Selected passage:

= = = = =

My horseracing journey began when I was 16 years old and my mom took me to Hollywood Park. Although I did not fully appreciate it at the time, the experience stuck with me forever. 10 years later, during one of my many international business trips to Hong Kong, I visited Sha Tin racetrack to watch the races. This is where my true passion began. 


Holding a masters degree in mechanical engineering, the puzzle of handicapping intrigued me. I have made a career of making decisions based on trends, patterns, and formulas, which is why I think I was initially drawn to the sport. However, I have truly learned to appreciate the horses and how magnificent they are as athletes.

= = = = =

Items from a dataset:
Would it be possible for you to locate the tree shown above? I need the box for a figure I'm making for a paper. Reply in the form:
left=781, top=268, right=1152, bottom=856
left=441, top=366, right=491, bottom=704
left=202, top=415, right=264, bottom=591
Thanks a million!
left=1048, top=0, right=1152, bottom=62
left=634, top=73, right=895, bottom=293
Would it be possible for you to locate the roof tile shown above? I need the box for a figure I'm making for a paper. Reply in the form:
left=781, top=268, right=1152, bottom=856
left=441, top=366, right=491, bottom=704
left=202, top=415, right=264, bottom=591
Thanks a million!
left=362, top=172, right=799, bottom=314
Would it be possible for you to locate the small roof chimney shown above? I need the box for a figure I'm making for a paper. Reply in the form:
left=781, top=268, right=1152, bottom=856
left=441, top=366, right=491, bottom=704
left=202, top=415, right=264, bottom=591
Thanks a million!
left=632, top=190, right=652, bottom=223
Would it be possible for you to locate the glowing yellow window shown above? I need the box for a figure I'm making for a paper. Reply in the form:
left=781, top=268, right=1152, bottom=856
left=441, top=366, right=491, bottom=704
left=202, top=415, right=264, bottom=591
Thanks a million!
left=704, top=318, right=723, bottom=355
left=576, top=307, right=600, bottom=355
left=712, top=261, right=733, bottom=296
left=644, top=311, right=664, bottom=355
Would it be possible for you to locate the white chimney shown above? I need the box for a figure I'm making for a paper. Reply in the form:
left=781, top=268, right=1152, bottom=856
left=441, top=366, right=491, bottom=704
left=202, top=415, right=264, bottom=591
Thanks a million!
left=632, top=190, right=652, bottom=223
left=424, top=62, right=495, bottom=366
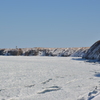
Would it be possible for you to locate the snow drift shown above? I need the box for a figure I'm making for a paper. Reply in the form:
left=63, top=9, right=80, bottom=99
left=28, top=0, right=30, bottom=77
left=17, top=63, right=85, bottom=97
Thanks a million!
left=83, top=40, right=100, bottom=60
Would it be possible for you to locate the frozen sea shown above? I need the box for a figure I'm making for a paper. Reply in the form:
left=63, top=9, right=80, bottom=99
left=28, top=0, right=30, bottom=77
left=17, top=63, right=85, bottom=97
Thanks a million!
left=0, top=56, right=100, bottom=100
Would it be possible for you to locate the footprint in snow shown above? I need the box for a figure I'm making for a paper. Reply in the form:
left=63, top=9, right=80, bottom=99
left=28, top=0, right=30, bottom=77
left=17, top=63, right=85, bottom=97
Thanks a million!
left=38, top=86, right=61, bottom=94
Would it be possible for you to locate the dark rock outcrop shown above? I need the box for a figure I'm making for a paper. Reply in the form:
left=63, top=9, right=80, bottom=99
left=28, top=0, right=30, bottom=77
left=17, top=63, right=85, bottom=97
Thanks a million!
left=83, top=40, right=100, bottom=60
left=0, top=47, right=88, bottom=57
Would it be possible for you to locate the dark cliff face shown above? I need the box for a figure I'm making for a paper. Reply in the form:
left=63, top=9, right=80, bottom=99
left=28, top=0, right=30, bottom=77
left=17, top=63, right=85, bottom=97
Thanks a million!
left=83, top=40, right=100, bottom=60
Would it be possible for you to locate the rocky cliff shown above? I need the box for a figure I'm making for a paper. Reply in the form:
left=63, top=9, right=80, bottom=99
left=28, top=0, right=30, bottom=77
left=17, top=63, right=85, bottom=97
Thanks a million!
left=83, top=40, right=100, bottom=60
left=0, top=47, right=89, bottom=57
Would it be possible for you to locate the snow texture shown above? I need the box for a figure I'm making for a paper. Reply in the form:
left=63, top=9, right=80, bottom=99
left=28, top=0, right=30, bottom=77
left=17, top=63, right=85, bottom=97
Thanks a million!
left=0, top=56, right=100, bottom=100
left=83, top=40, right=100, bottom=60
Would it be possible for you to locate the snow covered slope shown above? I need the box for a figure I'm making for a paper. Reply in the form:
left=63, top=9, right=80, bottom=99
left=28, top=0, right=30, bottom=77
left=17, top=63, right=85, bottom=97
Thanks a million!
left=0, top=47, right=89, bottom=57
left=83, top=40, right=100, bottom=60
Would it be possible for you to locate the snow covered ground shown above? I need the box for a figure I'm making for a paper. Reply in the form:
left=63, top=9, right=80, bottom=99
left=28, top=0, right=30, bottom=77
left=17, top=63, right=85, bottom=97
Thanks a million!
left=0, top=56, right=100, bottom=100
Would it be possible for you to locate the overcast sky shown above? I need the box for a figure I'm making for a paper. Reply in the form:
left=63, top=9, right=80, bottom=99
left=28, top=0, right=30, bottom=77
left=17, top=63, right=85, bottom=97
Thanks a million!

= = = = =

Stated task A:
Answer these questions using the horseracing passage:
(i) How old was the writer when first taken to Hollywood Park?
(ii) Which racetrack did the writer visit in Hong Kong?
(iii) What degree does the writer hold?
Stated task B:
Resume the horseracing passage from its final sentence, continuing in the same first-person voice.

Expected answer A:
(i) 16 years old
(ii) Sha Tin
(iii) A master's degree in mechanical engineering

Expected answer B:
I currently live in San Jose, CA, and when not following racing, I like to spend time with my wife, mountain bike, and design high-speed bicycles that I build and race For reference, 55,000 furlongs is the distance from Hong Kong to my home in San Jose. Also, I have 1-year-old dachshund (aka wiener dog) that I am training to race in the annual Wiener Nationals held at Golden Gate Fields.   


The purpose of this blog is to help give people the viewpoint of a fan that is newer to the sport and eager to learn. I like to respectfully speak my mind, and often the ideas come out of left field, which could give a fresh perspective on a sport rich with tradition and history. hope to represent the many future fans that I wish to follow my footsteps into the Sport of Kings.